→ **Consigne A**:
Répondez à ces questions sur l'extrait consacré à la stéréotypie :
(i) En quelle année William Ged publia-t-il une édition de Salluste ?
(ii) Quel est le titre du petit livre de prière imprimé par Johann Muller en 1701 ?
(iii) Dans quel métal fut fondu d'un seul jet le calendrier évoqué par Lottin ?

→ **Extrait de page**:
La maîtrise des procédés de clichage a pu donner très tôt aux imprimeurs l’idée de reproduire sous forme de plaque la composition de pages typographiques entières. Les historiens s’accordent généralement à attribuer à l’Écossais William Ged les premières expérimentations dans ce domaine. Orfèvre de métier, Ged entreprit, vers 1725, de mouler en plâtre des pages composées pour pouvoir couler dans le moule ainsi obtenu un alliage à base de plomb. Son procédé fut mis au point à la fin des années 1730, et l’orfèvre-typographe put ainsi publier en 1739 une édition de Salluste.

La tentative de William Ged ne fut pourtant pas la première. James Mosley signale, sans plus de détails, des « instructions dans un texte allemand de la fin du 17e siècle pour l’utilisation d’un moule en papier maché pour la fabrication de clichés stéréotypes de pages complètes ». On sait par ailleurs qu’à Leyde, au début du XVIIIe siècle, le pasteur luthérien Johann Muller développa lui-aussi une technique d’impression stéréotype, qu’il employa pour l’impression d’un petit livre de prière intitulé Gebeede-Bookjen (1701), puis, sept ans plus tard, pour un nouveau testament en langue syriaque (1708).

Le Novum testamentum syriacum de Johan Muller (1708), l’une des premières éditions stéréotypées (source : GoogleBooks)

En France, la première entreprise d’envergure dans le domaine de la stéréotypie semble être celle conduite, à partir de 1785, par François-Ignace-Joseph Hoffman, inventeur et fondateur de l’imprimerie polytype, à laquelle André Jammes a consacré un bel ouvrage en 2012. Mais une remarque d’Augustin-Martin Lottin nous apprend que la tentative d’Hoffman ne fut pas la première dans le royaume. À l’en croire :

« Dès la fin du XVIIe siècle, on avoit, dans cette Capitale, imaginé de fondre d’un seul jet en cuivre un Calendrier, essai peu important, mais suffisant à assurer à la France l’antériorité de la découverte. »

→ **Consigne B**:
Recopiez toutes les lignes des entrées, de celle qui contient « mark: the drainpipe, one point per instance » jusqu'à la fin des entrées, ces deux bornes comprises. Décalez de 44 chaque coordonnée des points de réponse, et ne changez rien d'autre.

→ **Données de travail**:

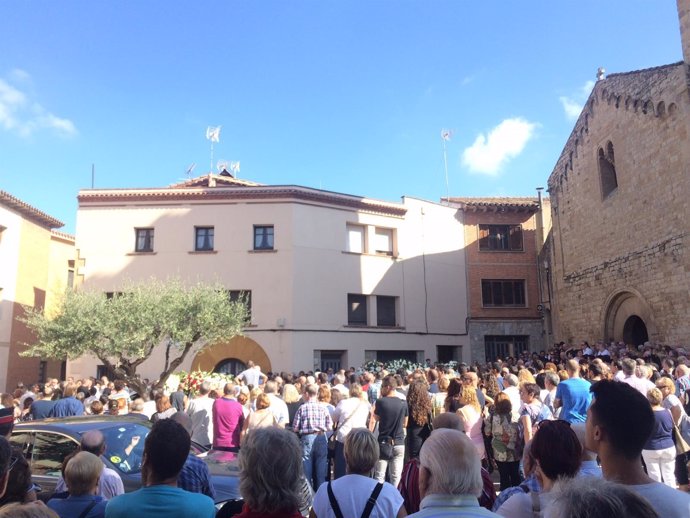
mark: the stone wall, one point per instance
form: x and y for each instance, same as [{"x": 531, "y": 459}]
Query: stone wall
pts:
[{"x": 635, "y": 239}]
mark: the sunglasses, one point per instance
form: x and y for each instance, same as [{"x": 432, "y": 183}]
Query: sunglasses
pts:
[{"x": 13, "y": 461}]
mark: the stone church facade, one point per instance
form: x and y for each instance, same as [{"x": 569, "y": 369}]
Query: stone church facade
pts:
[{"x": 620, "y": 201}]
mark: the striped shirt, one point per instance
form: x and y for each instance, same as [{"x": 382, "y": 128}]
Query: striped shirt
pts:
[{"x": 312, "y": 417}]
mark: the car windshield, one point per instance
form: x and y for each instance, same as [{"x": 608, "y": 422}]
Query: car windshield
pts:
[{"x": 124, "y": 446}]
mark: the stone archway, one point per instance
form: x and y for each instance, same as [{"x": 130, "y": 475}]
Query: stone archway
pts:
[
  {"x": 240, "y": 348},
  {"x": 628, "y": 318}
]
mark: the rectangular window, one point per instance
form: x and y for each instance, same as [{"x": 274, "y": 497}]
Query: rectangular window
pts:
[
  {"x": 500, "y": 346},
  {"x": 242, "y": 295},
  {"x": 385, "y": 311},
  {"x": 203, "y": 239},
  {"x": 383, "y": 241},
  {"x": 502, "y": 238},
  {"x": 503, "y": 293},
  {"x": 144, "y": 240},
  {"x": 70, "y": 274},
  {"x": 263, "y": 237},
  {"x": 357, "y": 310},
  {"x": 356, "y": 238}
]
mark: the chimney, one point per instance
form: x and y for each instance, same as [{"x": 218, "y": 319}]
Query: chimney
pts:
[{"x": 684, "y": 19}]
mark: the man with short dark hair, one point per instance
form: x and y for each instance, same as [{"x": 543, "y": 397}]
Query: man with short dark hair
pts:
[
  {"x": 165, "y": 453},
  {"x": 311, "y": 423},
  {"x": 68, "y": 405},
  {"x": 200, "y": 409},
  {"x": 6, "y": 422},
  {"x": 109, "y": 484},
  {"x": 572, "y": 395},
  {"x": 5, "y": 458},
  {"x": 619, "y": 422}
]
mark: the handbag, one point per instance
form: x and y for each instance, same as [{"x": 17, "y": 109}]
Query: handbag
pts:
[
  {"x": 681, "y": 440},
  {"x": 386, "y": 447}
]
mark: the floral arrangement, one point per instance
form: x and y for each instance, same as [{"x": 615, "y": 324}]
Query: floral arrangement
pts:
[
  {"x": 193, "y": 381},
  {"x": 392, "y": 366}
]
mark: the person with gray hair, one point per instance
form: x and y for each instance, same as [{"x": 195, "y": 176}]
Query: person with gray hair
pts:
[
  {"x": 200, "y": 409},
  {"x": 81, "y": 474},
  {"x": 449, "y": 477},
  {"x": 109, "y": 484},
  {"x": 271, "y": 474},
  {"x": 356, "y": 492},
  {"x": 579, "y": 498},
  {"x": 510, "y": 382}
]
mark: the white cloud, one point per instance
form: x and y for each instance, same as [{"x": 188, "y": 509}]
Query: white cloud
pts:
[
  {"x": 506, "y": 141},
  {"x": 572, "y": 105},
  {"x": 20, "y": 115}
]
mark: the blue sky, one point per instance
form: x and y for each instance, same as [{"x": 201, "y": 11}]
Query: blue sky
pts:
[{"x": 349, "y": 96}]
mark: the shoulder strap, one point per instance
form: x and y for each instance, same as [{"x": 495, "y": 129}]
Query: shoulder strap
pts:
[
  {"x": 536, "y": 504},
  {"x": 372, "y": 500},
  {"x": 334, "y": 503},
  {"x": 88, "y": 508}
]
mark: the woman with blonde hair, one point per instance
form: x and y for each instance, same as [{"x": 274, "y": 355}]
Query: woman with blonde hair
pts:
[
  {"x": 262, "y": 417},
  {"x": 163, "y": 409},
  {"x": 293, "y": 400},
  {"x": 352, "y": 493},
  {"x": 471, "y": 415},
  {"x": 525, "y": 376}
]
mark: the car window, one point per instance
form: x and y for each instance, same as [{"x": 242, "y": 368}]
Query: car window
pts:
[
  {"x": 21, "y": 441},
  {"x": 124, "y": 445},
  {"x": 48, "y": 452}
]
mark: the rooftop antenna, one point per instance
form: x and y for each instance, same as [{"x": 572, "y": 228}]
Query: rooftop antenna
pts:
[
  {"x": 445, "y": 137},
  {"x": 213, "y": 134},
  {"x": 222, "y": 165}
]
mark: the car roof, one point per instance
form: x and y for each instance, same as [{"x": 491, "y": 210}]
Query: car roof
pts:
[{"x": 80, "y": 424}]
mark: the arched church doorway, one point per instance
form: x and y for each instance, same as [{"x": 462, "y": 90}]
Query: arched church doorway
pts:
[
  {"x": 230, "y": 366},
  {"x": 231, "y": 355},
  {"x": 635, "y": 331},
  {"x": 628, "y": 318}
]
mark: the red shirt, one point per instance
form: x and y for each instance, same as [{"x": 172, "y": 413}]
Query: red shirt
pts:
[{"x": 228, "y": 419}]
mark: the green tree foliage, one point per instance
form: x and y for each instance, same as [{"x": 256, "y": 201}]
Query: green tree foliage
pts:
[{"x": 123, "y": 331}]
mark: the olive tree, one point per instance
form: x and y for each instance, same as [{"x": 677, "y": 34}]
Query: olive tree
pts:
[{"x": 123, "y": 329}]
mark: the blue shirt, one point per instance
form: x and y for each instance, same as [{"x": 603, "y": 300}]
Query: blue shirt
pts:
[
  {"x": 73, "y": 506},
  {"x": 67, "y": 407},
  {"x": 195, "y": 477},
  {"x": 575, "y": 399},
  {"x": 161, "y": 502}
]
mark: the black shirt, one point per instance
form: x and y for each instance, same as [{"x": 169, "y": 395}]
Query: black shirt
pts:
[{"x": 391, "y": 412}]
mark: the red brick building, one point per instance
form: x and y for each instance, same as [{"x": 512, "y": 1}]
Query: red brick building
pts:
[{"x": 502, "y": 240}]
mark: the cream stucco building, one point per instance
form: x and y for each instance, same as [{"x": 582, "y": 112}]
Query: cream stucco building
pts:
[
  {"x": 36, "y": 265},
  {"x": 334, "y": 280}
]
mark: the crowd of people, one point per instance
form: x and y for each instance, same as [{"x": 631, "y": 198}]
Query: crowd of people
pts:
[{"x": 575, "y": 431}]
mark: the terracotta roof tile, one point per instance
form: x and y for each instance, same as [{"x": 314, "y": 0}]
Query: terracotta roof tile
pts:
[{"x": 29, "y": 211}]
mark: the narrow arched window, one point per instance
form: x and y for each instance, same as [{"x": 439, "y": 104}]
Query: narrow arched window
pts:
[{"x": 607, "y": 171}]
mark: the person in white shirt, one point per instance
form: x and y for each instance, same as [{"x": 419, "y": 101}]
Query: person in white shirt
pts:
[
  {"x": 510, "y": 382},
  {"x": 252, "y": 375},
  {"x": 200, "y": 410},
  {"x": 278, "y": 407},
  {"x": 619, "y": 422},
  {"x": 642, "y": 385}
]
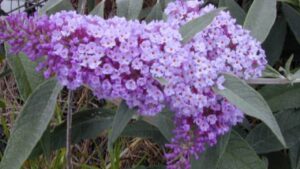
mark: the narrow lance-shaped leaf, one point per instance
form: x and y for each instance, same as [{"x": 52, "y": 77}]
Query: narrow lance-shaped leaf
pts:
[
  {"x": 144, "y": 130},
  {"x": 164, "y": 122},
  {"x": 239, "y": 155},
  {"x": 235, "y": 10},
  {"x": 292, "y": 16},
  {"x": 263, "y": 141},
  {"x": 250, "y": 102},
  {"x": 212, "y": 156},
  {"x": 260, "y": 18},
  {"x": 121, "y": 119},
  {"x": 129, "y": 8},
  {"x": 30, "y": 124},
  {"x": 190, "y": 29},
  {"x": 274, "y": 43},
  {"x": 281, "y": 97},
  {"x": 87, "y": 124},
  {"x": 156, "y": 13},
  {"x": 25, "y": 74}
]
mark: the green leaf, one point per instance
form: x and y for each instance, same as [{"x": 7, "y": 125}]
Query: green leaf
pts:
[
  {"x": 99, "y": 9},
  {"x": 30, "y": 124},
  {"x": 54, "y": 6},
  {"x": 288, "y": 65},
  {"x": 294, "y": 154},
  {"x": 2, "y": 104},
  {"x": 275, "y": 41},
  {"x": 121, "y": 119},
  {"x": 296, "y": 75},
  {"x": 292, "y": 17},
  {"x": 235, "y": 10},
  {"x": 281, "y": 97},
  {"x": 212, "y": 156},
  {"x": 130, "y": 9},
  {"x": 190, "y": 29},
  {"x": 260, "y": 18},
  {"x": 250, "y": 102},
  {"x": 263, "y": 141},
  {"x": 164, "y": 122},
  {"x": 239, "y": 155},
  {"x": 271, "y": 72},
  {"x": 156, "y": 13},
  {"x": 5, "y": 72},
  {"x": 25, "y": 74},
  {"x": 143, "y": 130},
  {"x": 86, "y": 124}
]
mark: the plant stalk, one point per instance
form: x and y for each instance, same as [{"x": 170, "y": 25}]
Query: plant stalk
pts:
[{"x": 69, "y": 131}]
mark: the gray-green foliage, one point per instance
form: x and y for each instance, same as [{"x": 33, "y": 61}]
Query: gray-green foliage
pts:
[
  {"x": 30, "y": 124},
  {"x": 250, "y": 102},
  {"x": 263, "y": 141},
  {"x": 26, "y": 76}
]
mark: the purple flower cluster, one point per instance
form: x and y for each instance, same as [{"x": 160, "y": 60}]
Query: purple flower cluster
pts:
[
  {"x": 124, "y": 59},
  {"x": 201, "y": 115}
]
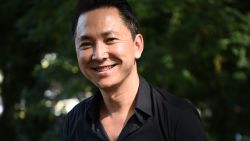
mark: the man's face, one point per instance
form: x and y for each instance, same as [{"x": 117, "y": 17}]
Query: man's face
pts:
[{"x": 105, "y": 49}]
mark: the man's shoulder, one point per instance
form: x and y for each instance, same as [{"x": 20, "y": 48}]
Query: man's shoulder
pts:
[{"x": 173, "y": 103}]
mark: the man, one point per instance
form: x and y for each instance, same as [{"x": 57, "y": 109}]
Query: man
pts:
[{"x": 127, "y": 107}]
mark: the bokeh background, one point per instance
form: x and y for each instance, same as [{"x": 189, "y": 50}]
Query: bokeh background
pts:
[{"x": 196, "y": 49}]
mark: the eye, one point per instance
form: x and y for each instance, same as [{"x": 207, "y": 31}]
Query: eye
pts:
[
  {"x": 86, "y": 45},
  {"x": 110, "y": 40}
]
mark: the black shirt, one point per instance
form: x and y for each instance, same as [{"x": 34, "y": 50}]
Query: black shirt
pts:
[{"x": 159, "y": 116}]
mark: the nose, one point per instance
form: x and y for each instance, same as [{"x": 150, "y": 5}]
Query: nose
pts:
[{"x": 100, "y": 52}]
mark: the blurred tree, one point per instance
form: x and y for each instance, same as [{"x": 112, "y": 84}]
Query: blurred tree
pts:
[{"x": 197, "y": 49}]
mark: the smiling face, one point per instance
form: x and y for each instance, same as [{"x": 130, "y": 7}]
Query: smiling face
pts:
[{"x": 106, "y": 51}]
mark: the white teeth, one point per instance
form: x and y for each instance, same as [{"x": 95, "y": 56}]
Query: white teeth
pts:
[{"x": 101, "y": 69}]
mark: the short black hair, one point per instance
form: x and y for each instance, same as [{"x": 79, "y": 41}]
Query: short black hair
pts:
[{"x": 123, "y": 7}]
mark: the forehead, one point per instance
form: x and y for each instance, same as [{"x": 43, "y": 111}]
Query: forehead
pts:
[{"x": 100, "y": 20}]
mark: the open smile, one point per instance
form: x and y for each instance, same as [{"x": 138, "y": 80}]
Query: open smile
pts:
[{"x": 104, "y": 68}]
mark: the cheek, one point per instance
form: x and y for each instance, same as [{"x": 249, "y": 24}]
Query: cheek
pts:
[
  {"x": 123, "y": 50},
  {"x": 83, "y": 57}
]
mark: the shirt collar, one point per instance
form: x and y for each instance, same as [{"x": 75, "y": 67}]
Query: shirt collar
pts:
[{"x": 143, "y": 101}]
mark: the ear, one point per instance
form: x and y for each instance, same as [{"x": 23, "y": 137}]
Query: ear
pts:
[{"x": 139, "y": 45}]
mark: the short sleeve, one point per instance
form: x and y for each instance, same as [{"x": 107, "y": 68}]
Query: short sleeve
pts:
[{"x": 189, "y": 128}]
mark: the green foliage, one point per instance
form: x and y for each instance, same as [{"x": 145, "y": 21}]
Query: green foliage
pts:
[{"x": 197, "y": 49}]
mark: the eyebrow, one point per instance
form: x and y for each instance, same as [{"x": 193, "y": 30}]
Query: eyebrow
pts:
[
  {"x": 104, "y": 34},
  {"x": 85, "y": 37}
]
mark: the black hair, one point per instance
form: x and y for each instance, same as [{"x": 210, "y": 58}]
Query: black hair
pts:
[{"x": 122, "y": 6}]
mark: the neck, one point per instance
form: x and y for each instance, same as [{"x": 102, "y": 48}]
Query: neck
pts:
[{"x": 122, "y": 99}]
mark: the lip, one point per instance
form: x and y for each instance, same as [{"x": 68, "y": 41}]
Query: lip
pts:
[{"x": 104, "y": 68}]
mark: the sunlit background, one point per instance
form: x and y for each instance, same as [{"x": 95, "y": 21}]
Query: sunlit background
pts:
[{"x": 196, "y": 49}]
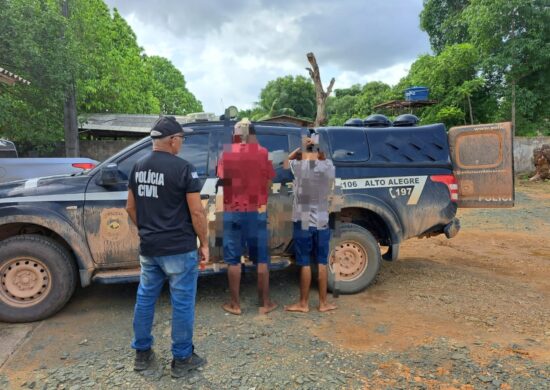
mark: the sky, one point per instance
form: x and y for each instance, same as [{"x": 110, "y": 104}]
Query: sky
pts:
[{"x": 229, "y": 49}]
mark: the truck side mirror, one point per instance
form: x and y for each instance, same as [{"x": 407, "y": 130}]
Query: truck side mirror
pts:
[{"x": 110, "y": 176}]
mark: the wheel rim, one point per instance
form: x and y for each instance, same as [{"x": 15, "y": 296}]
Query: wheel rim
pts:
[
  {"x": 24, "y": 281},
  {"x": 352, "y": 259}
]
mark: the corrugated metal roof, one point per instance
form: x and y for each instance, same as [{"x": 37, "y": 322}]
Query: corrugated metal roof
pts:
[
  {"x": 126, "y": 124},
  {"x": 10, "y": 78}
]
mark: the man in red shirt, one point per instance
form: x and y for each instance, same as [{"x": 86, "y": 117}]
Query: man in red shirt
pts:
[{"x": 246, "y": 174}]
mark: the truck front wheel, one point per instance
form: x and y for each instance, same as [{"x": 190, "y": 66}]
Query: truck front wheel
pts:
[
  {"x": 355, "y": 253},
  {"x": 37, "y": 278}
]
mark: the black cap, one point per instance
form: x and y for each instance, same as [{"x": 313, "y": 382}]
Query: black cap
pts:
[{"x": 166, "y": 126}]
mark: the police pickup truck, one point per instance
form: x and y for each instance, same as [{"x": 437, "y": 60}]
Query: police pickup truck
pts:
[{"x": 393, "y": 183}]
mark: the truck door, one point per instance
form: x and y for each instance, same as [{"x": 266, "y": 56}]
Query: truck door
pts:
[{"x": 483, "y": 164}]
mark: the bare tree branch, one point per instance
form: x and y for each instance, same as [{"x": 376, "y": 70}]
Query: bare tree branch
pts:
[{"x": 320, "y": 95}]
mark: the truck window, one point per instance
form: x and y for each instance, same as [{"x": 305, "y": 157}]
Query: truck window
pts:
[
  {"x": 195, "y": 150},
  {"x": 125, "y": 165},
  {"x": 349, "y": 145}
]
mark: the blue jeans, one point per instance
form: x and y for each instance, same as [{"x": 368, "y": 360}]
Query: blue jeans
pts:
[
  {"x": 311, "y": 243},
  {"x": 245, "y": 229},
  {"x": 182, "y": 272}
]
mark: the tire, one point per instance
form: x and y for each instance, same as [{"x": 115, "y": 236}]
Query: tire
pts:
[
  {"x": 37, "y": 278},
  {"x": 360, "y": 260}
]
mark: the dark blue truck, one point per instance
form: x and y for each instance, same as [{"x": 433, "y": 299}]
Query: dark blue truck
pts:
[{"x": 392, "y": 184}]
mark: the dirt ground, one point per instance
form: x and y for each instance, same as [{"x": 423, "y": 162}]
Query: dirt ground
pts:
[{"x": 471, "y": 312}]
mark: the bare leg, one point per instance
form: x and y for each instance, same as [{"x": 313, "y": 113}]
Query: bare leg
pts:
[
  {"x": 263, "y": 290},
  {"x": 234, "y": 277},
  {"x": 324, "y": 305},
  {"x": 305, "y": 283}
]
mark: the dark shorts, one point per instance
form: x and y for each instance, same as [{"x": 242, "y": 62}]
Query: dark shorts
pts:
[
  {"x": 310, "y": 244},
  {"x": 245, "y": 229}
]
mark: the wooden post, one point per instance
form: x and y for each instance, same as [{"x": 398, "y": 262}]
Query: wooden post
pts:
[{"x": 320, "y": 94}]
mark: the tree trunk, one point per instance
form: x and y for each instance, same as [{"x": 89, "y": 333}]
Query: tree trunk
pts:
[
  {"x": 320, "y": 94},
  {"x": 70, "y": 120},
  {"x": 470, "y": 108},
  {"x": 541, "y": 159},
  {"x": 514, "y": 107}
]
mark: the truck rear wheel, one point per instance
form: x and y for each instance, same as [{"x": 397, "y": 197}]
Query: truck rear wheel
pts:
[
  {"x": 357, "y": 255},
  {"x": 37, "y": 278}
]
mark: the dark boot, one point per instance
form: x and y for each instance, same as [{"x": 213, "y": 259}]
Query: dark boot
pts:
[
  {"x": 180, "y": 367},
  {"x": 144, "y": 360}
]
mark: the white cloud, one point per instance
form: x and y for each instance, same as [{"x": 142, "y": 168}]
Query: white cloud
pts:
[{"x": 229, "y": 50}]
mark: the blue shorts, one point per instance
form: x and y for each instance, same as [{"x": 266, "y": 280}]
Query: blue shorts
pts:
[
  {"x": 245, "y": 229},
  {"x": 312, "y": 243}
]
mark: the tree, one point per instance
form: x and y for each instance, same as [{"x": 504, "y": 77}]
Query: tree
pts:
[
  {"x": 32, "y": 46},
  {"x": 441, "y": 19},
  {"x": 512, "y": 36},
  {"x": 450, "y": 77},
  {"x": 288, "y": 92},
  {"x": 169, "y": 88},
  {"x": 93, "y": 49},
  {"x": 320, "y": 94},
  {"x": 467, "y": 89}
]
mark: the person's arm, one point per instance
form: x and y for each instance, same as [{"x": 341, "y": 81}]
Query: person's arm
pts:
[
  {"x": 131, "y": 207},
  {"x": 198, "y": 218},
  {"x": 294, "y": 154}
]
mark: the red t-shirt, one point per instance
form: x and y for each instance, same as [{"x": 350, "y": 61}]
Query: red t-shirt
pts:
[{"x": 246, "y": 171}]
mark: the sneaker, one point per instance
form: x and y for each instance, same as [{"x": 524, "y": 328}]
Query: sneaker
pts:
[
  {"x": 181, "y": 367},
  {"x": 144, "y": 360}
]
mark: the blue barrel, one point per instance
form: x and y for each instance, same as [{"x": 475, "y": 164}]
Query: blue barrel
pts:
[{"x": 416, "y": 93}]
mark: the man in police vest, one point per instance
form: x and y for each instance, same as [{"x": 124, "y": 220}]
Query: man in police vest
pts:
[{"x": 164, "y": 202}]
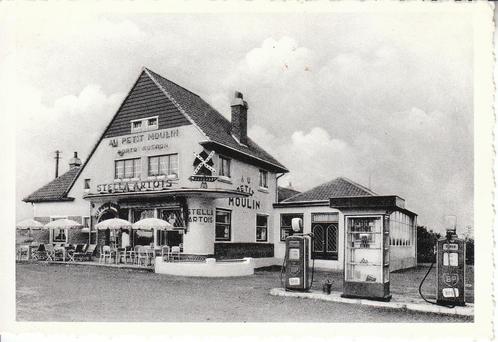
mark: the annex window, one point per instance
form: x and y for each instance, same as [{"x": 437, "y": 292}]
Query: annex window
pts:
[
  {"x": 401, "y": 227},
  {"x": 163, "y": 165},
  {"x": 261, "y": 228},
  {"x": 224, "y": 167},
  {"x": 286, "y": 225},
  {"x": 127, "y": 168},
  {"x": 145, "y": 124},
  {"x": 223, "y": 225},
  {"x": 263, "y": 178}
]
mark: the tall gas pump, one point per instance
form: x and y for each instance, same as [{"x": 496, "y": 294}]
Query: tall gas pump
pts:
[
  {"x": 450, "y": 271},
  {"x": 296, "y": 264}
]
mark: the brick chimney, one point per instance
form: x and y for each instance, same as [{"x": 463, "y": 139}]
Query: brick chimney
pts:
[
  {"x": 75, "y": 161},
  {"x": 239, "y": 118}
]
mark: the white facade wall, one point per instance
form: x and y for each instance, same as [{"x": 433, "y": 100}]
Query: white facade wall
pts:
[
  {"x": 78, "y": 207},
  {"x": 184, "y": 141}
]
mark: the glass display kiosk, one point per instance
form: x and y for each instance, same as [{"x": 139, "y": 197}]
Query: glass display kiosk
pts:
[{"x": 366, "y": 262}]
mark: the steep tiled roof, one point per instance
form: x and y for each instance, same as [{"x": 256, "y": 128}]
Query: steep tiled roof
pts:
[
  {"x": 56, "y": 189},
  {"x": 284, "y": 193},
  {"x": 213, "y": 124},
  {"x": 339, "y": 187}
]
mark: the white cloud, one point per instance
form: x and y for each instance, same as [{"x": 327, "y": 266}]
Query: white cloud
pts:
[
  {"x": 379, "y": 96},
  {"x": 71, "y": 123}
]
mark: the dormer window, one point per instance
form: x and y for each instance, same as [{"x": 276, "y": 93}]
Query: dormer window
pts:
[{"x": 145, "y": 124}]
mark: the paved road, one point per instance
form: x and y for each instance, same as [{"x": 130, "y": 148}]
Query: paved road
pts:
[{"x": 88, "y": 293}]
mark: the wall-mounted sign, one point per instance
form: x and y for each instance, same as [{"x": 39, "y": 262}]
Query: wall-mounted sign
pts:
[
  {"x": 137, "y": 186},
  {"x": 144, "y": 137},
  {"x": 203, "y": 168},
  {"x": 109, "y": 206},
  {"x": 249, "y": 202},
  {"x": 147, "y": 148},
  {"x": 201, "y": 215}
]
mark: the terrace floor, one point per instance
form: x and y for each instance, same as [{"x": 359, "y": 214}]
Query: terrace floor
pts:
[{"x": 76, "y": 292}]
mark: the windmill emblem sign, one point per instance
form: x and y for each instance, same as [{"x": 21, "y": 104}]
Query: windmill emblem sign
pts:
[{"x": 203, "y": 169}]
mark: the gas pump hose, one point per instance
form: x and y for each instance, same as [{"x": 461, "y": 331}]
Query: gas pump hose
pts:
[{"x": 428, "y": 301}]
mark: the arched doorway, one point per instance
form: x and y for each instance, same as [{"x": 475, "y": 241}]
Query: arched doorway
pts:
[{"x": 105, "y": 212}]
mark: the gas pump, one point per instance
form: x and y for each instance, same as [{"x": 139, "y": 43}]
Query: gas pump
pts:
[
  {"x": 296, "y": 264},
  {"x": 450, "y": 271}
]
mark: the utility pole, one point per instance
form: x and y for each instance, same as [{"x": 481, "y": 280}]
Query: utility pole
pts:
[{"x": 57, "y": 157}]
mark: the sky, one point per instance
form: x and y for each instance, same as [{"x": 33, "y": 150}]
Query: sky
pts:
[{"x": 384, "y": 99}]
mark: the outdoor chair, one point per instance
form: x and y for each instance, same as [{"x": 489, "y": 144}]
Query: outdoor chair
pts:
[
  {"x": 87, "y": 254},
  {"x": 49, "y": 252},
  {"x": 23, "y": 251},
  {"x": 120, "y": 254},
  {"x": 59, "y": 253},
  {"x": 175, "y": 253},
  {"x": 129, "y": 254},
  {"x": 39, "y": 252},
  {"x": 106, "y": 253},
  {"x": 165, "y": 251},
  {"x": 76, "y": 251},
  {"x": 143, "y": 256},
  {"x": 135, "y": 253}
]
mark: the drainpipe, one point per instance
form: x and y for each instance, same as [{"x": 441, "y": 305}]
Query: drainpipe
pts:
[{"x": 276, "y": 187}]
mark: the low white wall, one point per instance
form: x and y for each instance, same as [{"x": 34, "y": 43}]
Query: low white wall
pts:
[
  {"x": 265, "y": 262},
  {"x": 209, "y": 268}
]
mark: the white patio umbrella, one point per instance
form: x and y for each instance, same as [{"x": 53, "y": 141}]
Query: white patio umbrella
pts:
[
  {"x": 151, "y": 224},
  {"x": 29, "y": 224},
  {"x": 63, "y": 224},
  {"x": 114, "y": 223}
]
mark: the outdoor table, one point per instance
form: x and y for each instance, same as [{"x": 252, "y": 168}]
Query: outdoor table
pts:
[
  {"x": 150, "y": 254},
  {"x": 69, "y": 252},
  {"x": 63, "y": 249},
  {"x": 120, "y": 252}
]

→ **Résultat A**:
(i) En 1739.
(ii) Gebeede-Bookjen.
(iii) En cuivre.

→ **Résultat B**:
mark: the drainpipe, one point per instance
form: x and y for each instance, same as [{"x": 441, "y": 305}]
Query: drainpipe
pts:
[{"x": 320, "y": 231}]
mark: the low white wall, one point per instance
form: x and y for each instance, same as [{"x": 34, "y": 43}]
Query: low white wall
pts:
[
  {"x": 309, "y": 306},
  {"x": 253, "y": 312}
]
mark: the white patio umbrella, one point per instance
form: x and y for each instance, same as [{"x": 53, "y": 141}]
Query: white patio umbrella
pts:
[
  {"x": 195, "y": 268},
  {"x": 73, "y": 268},
  {"x": 107, "y": 268},
  {"x": 158, "y": 267}
]
mark: the outdoor table, one point per instance
form: x and y for each instance, same as [{"x": 252, "y": 168}]
Query: outdoor table
pts:
[
  {"x": 194, "y": 298},
  {"x": 113, "y": 296},
  {"x": 107, "y": 293},
  {"x": 164, "y": 296}
]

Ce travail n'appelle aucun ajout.